→ **Explore the material**:
1. Answer these questions from the text on retirement destinations, and mark each answer with the matching letter:
(a) How many miles of trails does Summerlin have?
(b) Which canyon is described as being basically in Summerlin's backyard?
(c) What parkway is named among the attractions of the Asheville mountain setting?
2. Write a continuation of the text on retirement destinations, starting right after its final sentence.

Summerlin, Las Vegas
People hear “Las Vegas” and immediately picture slot machines and bachelorette parties. Summerlin is a different universe. Sitting on the western edge of the metro, this master-planned community is one of the most popular retirement destinations in the entire West, and most people outside of Nevada have never heard of it. Plus, there are many new homes in Summerlin being built all of the time.
The outdoor access is the first thing that surprises newcomers. Red Rock Canyon is basically in the backyard, and Summerlin itself has over 150 miles of trails and more than 250 parks. Several neighborhoods here are age-restricted and built specifically for active adults, with the kind of amenities that feel more like a resort than a subdivision. Healthcare access is solid, with major hospital systems close by. And then there is the Vegas factor. If you want a great dinner or a concert on a random Tuesday night, that option is always there. You just don’t have to live in the middle of it. No state income tax in Nevada either, which is the cherry on top for people running the numbers.
Asheville, North Carolina
Asheville has been on the retirement radar for a while, but the pace of people actually pulling the trigger has picked up. The mountain setting sells itself. The Blue Ridge Parkway, the trails, the fall color that makes you feel like you are living inside a postcard. All of that is real and it doesn’t get old.

→ **Data shown**:
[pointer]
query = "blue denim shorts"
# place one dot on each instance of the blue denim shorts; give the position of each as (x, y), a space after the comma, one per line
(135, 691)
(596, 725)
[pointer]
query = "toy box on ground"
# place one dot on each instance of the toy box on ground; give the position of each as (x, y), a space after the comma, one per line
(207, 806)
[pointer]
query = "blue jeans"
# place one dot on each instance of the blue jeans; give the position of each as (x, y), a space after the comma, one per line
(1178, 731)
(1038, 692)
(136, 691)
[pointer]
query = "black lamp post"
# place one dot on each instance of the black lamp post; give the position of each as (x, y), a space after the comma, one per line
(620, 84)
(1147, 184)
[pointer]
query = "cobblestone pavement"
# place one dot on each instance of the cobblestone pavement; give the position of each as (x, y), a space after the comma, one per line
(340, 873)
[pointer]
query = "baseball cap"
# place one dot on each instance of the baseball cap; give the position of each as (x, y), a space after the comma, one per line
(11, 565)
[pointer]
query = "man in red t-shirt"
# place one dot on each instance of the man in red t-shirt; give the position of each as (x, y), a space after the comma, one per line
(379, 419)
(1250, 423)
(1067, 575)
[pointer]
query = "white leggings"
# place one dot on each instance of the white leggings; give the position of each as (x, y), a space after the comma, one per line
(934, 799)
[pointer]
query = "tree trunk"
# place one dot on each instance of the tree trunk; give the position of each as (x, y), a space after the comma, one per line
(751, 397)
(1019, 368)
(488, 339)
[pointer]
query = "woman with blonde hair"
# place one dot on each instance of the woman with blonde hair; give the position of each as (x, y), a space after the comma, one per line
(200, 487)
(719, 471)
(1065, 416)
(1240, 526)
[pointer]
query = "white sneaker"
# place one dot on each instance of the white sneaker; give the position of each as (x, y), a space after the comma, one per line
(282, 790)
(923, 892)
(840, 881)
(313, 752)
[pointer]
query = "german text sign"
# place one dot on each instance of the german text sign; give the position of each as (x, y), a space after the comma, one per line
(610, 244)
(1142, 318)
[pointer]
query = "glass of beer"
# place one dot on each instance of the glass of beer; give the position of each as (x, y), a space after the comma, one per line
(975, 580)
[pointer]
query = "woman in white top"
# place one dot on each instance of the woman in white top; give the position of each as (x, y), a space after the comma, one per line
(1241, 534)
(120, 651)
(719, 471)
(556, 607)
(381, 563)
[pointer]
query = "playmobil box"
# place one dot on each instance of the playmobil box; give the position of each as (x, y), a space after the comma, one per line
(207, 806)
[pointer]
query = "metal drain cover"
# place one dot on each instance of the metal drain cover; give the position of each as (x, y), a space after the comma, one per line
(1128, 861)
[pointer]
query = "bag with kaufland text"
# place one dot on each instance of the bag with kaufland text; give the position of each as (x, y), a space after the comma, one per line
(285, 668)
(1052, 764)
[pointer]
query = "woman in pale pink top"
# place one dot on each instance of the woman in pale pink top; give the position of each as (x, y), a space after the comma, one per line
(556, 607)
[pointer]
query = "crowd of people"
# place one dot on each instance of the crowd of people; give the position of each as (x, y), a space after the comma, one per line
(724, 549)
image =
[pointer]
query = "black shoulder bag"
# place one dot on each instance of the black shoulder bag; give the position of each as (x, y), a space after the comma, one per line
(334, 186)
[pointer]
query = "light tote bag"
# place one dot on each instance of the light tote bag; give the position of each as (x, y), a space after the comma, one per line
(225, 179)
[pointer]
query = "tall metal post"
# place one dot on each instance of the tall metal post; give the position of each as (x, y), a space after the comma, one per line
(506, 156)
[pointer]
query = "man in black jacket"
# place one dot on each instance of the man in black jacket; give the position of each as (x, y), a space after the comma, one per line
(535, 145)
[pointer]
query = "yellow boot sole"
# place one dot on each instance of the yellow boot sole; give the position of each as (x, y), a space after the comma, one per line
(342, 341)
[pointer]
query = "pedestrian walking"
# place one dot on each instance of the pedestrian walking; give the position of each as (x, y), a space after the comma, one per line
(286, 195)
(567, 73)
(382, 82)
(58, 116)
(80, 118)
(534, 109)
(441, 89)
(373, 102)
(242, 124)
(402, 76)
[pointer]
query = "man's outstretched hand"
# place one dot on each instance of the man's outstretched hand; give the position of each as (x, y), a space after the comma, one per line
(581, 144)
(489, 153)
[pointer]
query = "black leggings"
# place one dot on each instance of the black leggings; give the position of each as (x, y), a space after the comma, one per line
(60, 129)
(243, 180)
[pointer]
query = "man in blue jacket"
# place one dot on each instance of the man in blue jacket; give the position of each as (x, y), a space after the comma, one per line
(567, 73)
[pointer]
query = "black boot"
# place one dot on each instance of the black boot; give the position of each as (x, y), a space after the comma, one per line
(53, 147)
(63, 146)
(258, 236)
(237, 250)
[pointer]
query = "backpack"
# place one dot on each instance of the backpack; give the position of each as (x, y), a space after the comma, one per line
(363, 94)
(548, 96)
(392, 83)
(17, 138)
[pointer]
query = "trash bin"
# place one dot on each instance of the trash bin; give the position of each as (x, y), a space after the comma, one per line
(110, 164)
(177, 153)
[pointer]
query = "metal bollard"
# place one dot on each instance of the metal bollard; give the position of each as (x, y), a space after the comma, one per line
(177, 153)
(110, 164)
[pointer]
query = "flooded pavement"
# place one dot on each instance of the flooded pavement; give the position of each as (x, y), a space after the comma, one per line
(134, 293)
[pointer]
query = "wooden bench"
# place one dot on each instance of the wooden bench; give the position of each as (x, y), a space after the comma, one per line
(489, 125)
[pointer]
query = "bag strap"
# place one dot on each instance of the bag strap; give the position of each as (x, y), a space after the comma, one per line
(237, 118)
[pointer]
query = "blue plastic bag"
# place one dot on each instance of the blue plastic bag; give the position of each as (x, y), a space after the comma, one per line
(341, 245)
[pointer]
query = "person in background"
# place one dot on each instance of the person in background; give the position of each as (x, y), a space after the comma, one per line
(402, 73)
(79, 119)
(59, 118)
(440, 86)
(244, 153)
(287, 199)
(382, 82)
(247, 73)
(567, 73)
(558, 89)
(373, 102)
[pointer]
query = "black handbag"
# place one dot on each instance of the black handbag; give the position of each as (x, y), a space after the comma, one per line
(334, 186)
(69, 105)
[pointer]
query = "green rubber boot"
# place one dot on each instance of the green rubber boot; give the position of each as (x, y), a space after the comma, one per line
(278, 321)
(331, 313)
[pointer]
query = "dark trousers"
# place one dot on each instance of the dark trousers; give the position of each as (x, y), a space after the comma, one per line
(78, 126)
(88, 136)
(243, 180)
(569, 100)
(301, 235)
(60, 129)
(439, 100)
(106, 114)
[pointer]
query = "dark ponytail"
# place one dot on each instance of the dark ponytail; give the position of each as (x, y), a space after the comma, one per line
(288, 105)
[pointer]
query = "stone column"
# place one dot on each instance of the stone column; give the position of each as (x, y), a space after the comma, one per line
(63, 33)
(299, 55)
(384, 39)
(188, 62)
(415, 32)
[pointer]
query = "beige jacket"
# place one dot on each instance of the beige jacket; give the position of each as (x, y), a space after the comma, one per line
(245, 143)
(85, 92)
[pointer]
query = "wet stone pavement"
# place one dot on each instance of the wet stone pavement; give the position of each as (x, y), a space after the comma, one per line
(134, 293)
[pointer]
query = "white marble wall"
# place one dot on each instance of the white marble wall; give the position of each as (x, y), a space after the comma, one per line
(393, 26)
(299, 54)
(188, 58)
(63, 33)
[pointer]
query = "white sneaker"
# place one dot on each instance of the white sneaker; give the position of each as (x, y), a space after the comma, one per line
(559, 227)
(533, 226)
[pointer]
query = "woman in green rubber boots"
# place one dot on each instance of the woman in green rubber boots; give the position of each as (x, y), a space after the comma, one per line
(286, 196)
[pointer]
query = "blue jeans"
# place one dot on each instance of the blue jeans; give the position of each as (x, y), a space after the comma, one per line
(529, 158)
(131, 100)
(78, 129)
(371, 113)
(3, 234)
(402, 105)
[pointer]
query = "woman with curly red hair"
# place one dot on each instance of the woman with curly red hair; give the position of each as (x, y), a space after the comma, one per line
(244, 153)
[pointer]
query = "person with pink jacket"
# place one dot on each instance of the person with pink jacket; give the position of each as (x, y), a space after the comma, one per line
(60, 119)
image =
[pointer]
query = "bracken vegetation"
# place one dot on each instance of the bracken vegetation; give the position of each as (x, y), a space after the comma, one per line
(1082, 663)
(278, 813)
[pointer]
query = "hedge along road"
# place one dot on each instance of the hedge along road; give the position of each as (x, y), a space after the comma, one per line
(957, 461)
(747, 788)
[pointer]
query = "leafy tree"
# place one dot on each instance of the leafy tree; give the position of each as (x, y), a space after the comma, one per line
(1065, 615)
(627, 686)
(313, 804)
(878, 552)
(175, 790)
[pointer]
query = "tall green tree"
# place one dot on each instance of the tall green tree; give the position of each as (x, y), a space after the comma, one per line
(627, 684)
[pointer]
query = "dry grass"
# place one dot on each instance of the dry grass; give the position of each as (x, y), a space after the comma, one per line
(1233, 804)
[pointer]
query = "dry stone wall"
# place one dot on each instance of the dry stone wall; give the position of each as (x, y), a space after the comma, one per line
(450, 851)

→ **Task-by-task results**:
1.
(a) Over 150 miles
(b) Red Rock Canyon
(c) The Blue Ridge Parkway

2.
But Asheville’s personality is what makes it different from other scenic retirement spots. This is a town with independent bookstores, a craft beer culture that borders on obsessive, and an arts community that actually matters to the local economy. It draws a certain type of retiree, someone who wants to take a pottery class and then grab dinner at a farm-to-table spot and not feel like they are performing some lifestyle. It just is the lifestyle. The cost of living has crept up, and that is worth noting. But compared to similarly artsy, similarly beautiful places, it is still reasonable.
Scottsdale, Arizona
Scottsdale is the closest thing on this list to a “classic” retirement destination, and it keeps earning its spot year after year. The dry heat is a real medical draw for people dealing with joint pain or respiratory issues, and the winters are absurdly pleasant.
What sets Scottsdale apart from other desert cities is the quality of everything. The golf courses, the dining, the shopping, the art galleries along the Marshall Way Arts District. The McDowell Sonoran Preserve offers over 30,000 acres of raw desert with trails for hiking and biking, and it feels a million miles from civilization even though you are technically in a suburb of Phoenix. The Mayo Clinic has a campus here, which gives the area a healthcare reputation that is hard to beat. Scottsdale isn’t cheap, and the summers will test your commitment. But for the eight or nine months a year when the weather is perfect, it is pretty hard to complain.
What Ties All of This Together
The through line across all seven of these places is that retirees in 2026 are not just picking a climate. They are picking a life. Tax advantages matter. Healthcare access is non-negotiable. But beyond those fundamentals, people are making choices based on who they want to become in this next phase. A lake person. A mountain person. A desert person. Someone who walks to dinner on a Tuesday. Someone who watches the sun set over the Smokies from their own dock.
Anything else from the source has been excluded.